- Objective -
Skip the pictures and quote all of the lines exactly.

Photo-based point labeling data
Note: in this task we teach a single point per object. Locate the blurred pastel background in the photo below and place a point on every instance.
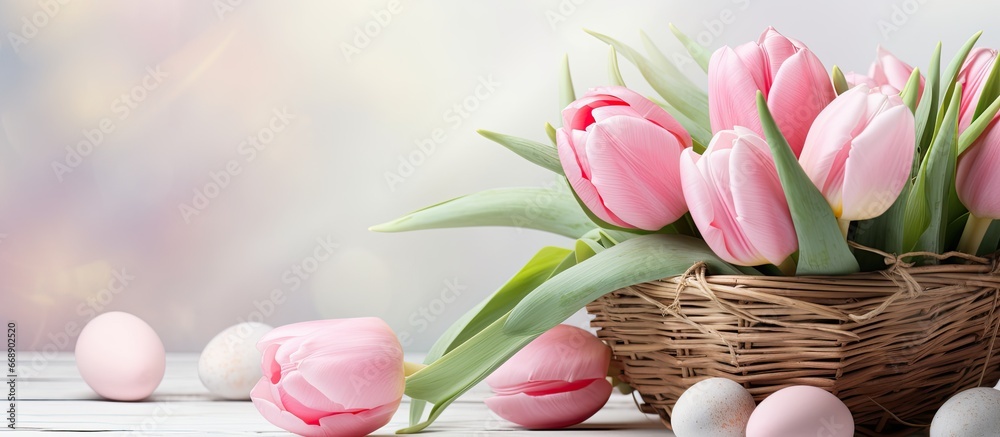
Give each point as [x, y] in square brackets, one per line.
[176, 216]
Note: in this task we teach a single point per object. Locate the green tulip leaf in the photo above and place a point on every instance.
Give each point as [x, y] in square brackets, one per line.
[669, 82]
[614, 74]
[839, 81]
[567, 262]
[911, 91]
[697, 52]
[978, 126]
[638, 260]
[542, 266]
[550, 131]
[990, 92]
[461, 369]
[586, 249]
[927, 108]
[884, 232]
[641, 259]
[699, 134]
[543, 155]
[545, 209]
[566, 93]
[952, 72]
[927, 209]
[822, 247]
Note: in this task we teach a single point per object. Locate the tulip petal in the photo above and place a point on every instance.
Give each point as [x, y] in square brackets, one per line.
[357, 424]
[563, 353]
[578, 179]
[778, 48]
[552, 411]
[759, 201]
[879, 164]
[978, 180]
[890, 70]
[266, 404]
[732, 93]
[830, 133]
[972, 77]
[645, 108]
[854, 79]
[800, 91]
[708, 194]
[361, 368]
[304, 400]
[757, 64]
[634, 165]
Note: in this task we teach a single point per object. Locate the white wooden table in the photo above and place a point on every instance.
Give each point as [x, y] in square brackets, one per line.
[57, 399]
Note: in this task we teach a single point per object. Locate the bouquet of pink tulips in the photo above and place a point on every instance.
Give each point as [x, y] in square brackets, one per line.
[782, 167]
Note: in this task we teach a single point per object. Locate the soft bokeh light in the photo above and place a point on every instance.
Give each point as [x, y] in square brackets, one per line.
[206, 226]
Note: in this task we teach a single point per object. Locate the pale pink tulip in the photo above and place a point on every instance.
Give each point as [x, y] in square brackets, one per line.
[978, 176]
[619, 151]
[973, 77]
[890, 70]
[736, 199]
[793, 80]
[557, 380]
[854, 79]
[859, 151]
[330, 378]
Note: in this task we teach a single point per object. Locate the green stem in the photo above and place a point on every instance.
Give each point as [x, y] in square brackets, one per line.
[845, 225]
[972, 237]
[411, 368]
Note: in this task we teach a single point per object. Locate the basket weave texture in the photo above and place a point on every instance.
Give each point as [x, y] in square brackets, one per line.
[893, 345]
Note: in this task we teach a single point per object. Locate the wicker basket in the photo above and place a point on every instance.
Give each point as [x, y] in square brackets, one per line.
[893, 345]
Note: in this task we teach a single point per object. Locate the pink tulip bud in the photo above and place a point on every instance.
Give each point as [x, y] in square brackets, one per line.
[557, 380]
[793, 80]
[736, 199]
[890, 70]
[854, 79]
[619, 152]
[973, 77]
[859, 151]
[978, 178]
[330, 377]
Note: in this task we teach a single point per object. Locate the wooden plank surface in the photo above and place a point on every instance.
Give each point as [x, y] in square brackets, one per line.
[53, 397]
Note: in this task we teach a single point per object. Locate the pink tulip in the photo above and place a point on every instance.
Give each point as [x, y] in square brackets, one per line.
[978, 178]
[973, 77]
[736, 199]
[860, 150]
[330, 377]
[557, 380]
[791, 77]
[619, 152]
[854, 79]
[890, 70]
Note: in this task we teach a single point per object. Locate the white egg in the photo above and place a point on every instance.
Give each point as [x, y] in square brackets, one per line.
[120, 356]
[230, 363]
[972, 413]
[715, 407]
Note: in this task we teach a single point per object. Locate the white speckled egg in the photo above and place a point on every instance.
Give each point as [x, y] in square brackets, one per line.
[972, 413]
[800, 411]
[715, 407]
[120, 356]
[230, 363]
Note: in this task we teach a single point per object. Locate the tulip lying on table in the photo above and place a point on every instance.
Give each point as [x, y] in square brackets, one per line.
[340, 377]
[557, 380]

- Expected answer -
Note: in this task we teach a single point per object. Locate the blurred pastel background in the photo below and place a point on every instance.
Give each point as [x, y] in square brackets, one per line.
[176, 216]
Note: in this task we teach a single point per object. Locate the green tulip leaf in the photo above and place a point on every instance.
Give each point as [x, y] in square brackets, one per line.
[669, 82]
[614, 74]
[839, 81]
[567, 262]
[911, 91]
[697, 52]
[978, 126]
[638, 260]
[542, 266]
[550, 131]
[990, 92]
[461, 369]
[586, 249]
[927, 108]
[884, 232]
[641, 259]
[699, 134]
[543, 155]
[545, 209]
[566, 93]
[952, 72]
[927, 209]
[822, 247]
Note: in this task we teach a single point per object. Locate the tulip petal in the photo above and place a point on every instance.
Give each point as [x, y] in square brackets, one per line.
[357, 424]
[563, 353]
[578, 179]
[778, 48]
[552, 411]
[759, 201]
[879, 164]
[978, 180]
[890, 70]
[266, 404]
[732, 93]
[830, 133]
[972, 77]
[645, 108]
[854, 79]
[800, 91]
[708, 194]
[361, 368]
[304, 400]
[757, 64]
[634, 165]
Note: in this task we teach a single point per object. Locate the white wooden table in the photo above and place a point on every instance.
Give each point as [x, y] in square brackets, one per line.
[57, 399]
Note: in this task we teach a single point per object. Locate the bouquet of pink tulips in the photo above and place a point on every instance.
Give each point as [x, y] in square brackets, one per line.
[782, 167]
Note: in this task we teach a single point per object. Locate the soft bokeh light in the photo above and place a point on every instance.
Give each point as [x, y] in square brackets, one per line.
[206, 226]
Note: in this task we teach a single point per object. Locate the pale pink tulip in the photo above and place a point on every instance.
Give each point as [x, y] in square brackets, one per line.
[978, 176]
[619, 151]
[973, 77]
[890, 70]
[736, 199]
[793, 80]
[557, 380]
[854, 79]
[859, 151]
[330, 378]
Note: in this task we teach a single point per object. Locate the green stem in the photo above and place a point on every instance.
Give each point as [x, y] in square brackets, one per line.
[845, 225]
[972, 237]
[411, 368]
Note: in this task we teach a single point per object. Locate the basket weave texture in the photo above and place a point on every instance.
Give each point as [x, y] in square brackets, one per line.
[893, 345]
Note: in this task we teach a single point per object. Locate the wicker basket in the photo above and place a point on every instance.
Give each point as [x, y] in square brackets, one per line.
[893, 345]
Note: in this task we teach a single point per object. Locate the pink tulip bud in the photo above and place a point on every instance.
Give each point as [x, y] in square brackets, one per line.
[557, 380]
[793, 80]
[736, 199]
[890, 70]
[854, 79]
[619, 152]
[973, 77]
[859, 151]
[978, 178]
[330, 377]
Note: in this task we teach a single point per object. Locate the wooden plank surface in the photo above and place a point on every instance.
Give each point as [x, y] in square brackets, one per line.
[53, 397]
Note: in this task we teach a single point per object. Locate the pink tulip in the photo above and place a point on every instance.
Give each point as [x, y] in square brackets, one per line.
[978, 178]
[973, 77]
[736, 199]
[860, 150]
[330, 377]
[557, 380]
[791, 77]
[619, 152]
[854, 79]
[890, 70]
Note: in this task we teach a single point per object. Locate the white egg in the photo above and place a point on every instance.
Give each point as [x, y] in square brackets, one per line.
[120, 356]
[230, 363]
[972, 413]
[715, 407]
Note: in this task we teach a single point per object. Locate the white speckled egg in the photo above and place a point on every instance.
Give each point as [x, y] in square brackets, one per line.
[972, 413]
[800, 411]
[715, 407]
[120, 356]
[230, 363]
Note: in this task we teach a single point per object. Locate the tulip lying on table in the photo above and place a point on every instance.
Give each point as [x, y] in square brackets, one per line.
[340, 377]
[557, 380]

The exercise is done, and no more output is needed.